Take the entries that follow and write them out again, word for word.

----

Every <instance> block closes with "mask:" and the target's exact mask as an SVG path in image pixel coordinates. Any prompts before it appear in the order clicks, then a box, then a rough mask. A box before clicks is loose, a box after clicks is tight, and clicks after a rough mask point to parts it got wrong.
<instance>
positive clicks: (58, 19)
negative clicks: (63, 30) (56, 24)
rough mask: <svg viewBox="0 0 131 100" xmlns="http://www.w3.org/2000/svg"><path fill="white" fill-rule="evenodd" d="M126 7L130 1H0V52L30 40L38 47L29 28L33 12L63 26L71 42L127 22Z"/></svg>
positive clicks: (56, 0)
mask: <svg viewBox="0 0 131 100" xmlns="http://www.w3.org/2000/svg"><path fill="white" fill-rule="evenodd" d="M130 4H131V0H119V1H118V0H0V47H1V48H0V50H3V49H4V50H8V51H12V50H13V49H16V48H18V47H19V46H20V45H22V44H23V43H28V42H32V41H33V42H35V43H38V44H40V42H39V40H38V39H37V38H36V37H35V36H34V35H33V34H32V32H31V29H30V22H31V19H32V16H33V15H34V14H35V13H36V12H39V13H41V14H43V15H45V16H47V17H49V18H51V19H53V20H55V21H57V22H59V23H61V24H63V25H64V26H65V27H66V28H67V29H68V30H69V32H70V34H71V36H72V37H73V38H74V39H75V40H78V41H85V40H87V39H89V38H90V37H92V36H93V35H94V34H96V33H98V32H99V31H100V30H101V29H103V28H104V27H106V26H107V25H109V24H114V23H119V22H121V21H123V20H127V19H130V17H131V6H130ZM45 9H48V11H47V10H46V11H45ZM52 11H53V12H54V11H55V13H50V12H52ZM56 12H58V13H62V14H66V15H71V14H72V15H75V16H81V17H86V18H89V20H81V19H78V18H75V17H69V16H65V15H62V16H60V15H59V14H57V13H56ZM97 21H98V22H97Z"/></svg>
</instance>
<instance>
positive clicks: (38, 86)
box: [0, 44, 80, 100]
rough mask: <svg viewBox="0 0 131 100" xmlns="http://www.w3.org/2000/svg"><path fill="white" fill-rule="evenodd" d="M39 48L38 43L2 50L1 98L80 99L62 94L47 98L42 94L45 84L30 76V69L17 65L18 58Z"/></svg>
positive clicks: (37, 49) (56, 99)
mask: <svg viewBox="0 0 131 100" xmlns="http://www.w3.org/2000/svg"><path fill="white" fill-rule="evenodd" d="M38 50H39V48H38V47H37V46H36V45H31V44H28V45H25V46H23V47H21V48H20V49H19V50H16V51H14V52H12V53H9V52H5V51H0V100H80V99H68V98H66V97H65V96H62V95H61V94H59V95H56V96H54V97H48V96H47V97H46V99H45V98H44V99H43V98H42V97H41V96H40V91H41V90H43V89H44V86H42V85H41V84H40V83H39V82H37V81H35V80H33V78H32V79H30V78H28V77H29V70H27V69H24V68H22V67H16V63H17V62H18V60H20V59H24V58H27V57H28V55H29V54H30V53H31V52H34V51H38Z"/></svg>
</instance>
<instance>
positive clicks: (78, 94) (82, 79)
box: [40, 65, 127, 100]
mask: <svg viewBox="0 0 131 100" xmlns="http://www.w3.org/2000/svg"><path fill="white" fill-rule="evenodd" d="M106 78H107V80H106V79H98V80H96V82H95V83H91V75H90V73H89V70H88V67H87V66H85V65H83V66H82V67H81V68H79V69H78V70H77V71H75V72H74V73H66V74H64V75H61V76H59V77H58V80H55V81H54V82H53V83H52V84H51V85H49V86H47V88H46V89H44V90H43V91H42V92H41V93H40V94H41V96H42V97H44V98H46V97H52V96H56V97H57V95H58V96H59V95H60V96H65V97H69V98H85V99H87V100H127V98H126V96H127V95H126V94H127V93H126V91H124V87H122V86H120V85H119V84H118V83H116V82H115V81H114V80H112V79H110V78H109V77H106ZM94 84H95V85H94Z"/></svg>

----

- [Final answer]:
Every <instance> block closes with "mask:" and the target's exact mask as an SVG path in image pixel coordinates. Any prompts before it appear in the order clicks, then a box, then a rough mask. A box before clicks is loose, a box after clicks is tight, and clicks after a rough mask point to parts it got wrong.
<instance>
positive clicks: (58, 19)
negative clicks: (63, 30) (56, 24)
rough mask: <svg viewBox="0 0 131 100" xmlns="http://www.w3.org/2000/svg"><path fill="white" fill-rule="evenodd" d="M126 7L130 1H0V52L30 40L38 47L29 28L33 12L63 26L71 42L127 22Z"/></svg>
positive clicks: (56, 0)
mask: <svg viewBox="0 0 131 100" xmlns="http://www.w3.org/2000/svg"><path fill="white" fill-rule="evenodd" d="M130 4H131V0H119V1H118V0H0V47H1V48H0V50H3V49H4V50H8V51H12V50H13V49H16V48H18V47H19V46H20V45H22V44H23V43H28V42H32V41H33V42H35V43H38V44H40V42H39V40H38V39H37V38H36V37H35V36H34V35H33V34H32V32H31V29H30V22H31V19H32V16H33V15H34V14H35V13H36V12H39V13H41V14H43V15H45V16H47V17H49V18H51V19H53V20H55V21H57V22H59V23H61V24H63V25H64V26H65V27H66V28H67V29H68V30H69V32H70V34H71V36H72V37H73V38H74V39H75V40H78V41H85V40H87V39H89V38H90V37H92V36H93V35H94V34H96V33H98V32H99V31H100V30H101V29H103V28H104V27H106V26H107V25H109V24H114V23H119V22H121V21H123V20H127V19H130V17H131V6H130ZM45 9H48V11H47V10H46V11H45ZM52 11H53V12H54V11H55V13H50V12H52ZM56 12H58V13H62V14H66V15H71V14H72V15H75V16H81V17H86V18H89V20H81V19H78V18H75V17H69V16H65V15H62V16H60V15H59V14H57V13H56ZM97 21H98V22H97Z"/></svg>
</instance>
<instance>
positive clicks: (38, 86)
box: [0, 44, 80, 100]
rough mask: <svg viewBox="0 0 131 100" xmlns="http://www.w3.org/2000/svg"><path fill="white" fill-rule="evenodd" d="M39 48L38 43L2 50L1 98L80 99L62 94L47 98L42 94L45 84L30 76V69L17 65L18 58Z"/></svg>
positive clicks: (37, 49) (56, 99)
mask: <svg viewBox="0 0 131 100" xmlns="http://www.w3.org/2000/svg"><path fill="white" fill-rule="evenodd" d="M38 50H39V48H38V47H37V46H36V45H31V44H28V45H25V46H23V47H21V48H20V49H19V50H16V51H14V52H12V53H9V52H5V51H0V100H80V99H68V98H66V97H65V96H62V95H61V94H59V95H56V96H54V97H48V96H47V97H46V99H45V98H44V99H43V98H42V97H41V96H40V91H41V90H43V89H44V86H42V85H41V84H40V83H39V82H37V81H35V80H33V78H32V79H30V78H28V77H29V70H27V69H24V68H22V67H16V63H17V62H18V60H20V59H24V58H27V57H28V55H29V54H30V53H31V52H34V51H38Z"/></svg>
</instance>
<instance>
positive clicks: (78, 94) (82, 79)
box: [40, 65, 127, 100]
mask: <svg viewBox="0 0 131 100" xmlns="http://www.w3.org/2000/svg"><path fill="white" fill-rule="evenodd" d="M106 78H107V80H106V79H98V80H96V82H95V83H91V75H90V73H89V70H88V67H87V66H85V65H83V66H82V67H81V68H79V69H78V70H77V71H75V72H74V73H66V74H64V75H61V76H59V77H58V80H55V81H54V82H53V83H52V84H51V85H49V86H47V88H46V89H44V90H43V91H42V92H41V93H40V94H41V96H42V97H44V98H46V97H52V96H56V97H57V95H58V96H59V95H60V96H65V97H69V98H85V99H87V100H127V98H126V96H127V95H126V94H127V93H126V91H124V87H122V86H120V85H119V84H118V83H116V82H115V81H114V80H112V79H110V78H109V77H106ZM94 84H95V85H94Z"/></svg>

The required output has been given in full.